BEGIN Page extract

# ATV Bridge Help



## buckhunter14 (Oct 10, 2007)

Does anybody have any 'out of the box' or unusual ideas for utilizing a bridge over a creek? Our private property in the UP has a creek going through it that is about 15-18 feet wide. During low water months the creek is nothing but a trickle and sometimes standing water. During the highwater months, the creek will be raging up to the banks or higher.

We have utilized the common wooden platform bridges in the past, but they frequently will get swept away or damaged, even when anchored, in the high water.

I have been running through ideas about a removable bridge that we can install and leave for a week/weekend while up to camp and remove for the remainder of the year.

Anybody have any other thoughts/ideas?

Thanks!


----------



## Forest Meister (Mar 7, 2010)

buckhunter14 said:


> Does anybody have any 'out of the box' or unusual ideas for utilizing a bridge over a creek? Our private property in the UP has a creek going through it that is about 15-18 feet wide. During low water months the creek is nothing but a trickle and sometimes standing water. During the highwater months, the creek will be raging up to the banks or higher.
> 
> We have utilized the common wooden platform bridges in the past, but they frequently will get swept away or damaged, even when anchored, in the high water.
> 
> ...


I have seen a couple "out of the box'' solutions over the years. The coolest one IMO was a cable set-up attached to a stout dead-man on each end. The cable was a long loop that circled on tire rims attached to the dead-man on each end. The contraption was used by a landowner/hunter to get to his property on the far side of a rather wide river/ravine. The user sat on a seat and moved himself across by pulling on the opposite part of the cable loop. If confusing, picture a 100' fan belt as the cable system. That one probably would not work well for anything besides personal use.

The other out of the box stream crossing was a simple little drawbridge just wide enough for his quad. The guy said he was tired of replacing bridges because of high water and ice damage so he merely cranked up the bridge when he was not on his property. That bridge spanned a creek very much like the one you are describing. FM


----------



## buckhunter14 (Oct 10, 2007)

Forest Meister said:


> The other out of the box stream crossing was a simple little drawbridge just wide enough for his quad. The guy said he was tired of replacing bridges because of high water and ice damage so he merely cranked up the bridge when he was not on his property. That bridge spanned a creek very much like the one you are describing. FM



This is exactly what I am thinking!


----------



## ONEIDABOW1 (Aug 14, 2009)

I’ve seen drawings of a segmented bridge made from treated lumber that looks like fingers. Look at your bent finger from the side. The boards would join at each knuckle with large carriage bolts. The number of “knuckles” would depend on length of boards and span across the stream.


----------



## Eric Bee (Sep 10, 2012)

Couldn't you use a couple of old aluminum dock sections. Unless your worried about theft


----------



## anagranite (Oct 23, 2010)

END Page extract
BEGIN Provided data

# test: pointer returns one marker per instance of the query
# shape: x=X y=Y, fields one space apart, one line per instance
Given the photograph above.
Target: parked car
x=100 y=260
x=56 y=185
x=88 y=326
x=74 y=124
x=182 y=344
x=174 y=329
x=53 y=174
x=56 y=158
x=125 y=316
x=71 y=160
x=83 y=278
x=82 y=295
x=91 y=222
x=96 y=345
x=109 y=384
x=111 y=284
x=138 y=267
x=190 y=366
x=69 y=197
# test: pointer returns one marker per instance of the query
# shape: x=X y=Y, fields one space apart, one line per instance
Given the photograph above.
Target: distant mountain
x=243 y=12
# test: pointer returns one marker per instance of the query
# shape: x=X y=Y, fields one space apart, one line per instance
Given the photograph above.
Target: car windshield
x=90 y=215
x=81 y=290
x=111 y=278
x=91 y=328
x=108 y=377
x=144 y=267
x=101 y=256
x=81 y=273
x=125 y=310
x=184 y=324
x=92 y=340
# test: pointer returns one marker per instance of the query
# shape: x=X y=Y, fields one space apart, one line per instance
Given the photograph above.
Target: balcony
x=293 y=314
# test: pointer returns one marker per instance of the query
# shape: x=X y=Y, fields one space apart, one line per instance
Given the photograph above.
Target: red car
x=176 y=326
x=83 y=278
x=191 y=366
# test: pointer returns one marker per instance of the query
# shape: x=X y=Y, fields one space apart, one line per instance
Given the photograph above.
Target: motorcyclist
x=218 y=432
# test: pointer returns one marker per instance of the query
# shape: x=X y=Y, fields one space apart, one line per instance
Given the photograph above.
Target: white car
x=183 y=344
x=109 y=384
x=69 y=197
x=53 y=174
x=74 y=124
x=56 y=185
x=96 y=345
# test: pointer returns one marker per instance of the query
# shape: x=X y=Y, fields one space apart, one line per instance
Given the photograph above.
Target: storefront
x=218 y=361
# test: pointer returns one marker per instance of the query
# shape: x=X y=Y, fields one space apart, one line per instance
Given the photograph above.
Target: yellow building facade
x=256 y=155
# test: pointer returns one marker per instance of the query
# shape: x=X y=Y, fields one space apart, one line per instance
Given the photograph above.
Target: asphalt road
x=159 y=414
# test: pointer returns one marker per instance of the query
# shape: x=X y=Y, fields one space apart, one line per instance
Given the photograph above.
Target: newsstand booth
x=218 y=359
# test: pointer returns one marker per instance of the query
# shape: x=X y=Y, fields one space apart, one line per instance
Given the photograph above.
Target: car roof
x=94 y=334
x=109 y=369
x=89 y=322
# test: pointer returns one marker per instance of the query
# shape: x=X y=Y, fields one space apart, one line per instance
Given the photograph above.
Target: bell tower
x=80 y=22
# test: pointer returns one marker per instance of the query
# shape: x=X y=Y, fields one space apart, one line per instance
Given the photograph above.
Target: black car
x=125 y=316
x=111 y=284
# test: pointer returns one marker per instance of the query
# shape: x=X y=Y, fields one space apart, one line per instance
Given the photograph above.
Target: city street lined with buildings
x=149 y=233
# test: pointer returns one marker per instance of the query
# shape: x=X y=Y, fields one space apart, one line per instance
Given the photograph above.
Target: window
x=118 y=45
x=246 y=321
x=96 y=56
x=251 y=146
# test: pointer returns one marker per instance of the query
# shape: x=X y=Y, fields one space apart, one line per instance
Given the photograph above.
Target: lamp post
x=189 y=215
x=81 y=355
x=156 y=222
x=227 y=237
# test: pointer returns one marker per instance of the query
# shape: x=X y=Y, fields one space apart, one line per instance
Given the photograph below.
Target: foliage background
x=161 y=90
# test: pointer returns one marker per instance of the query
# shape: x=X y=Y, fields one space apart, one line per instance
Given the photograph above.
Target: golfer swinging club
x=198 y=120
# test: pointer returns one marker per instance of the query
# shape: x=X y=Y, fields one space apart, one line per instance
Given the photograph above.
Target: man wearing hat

END Provided data

* **To be done**
1 - From the ATV bridge thread, retype the stretch from "## ONEIDABOW1 (Aug" through "(Sep 10, 2012)".
2 - According to the ATV bridge thread, why did the owner of the small drawbridge crank it up whenever he was not on his property?

* **Responses to the exercise**
1 -
## ONEIDABOW1 (Aug 14, 2009)

I’ve seen drawings of a segmented bridge made from treated lumber that looks like fingers. Look at your bent finger from the side. The boards would join at each knuckle with large carriage bolts. The number of “knuckles” would depend on length of boards and span across the stream.


----------



## Eric Bee (Sep 10, 2012)

2 - He said he was tired of replacing bridges because of high water and ice damage.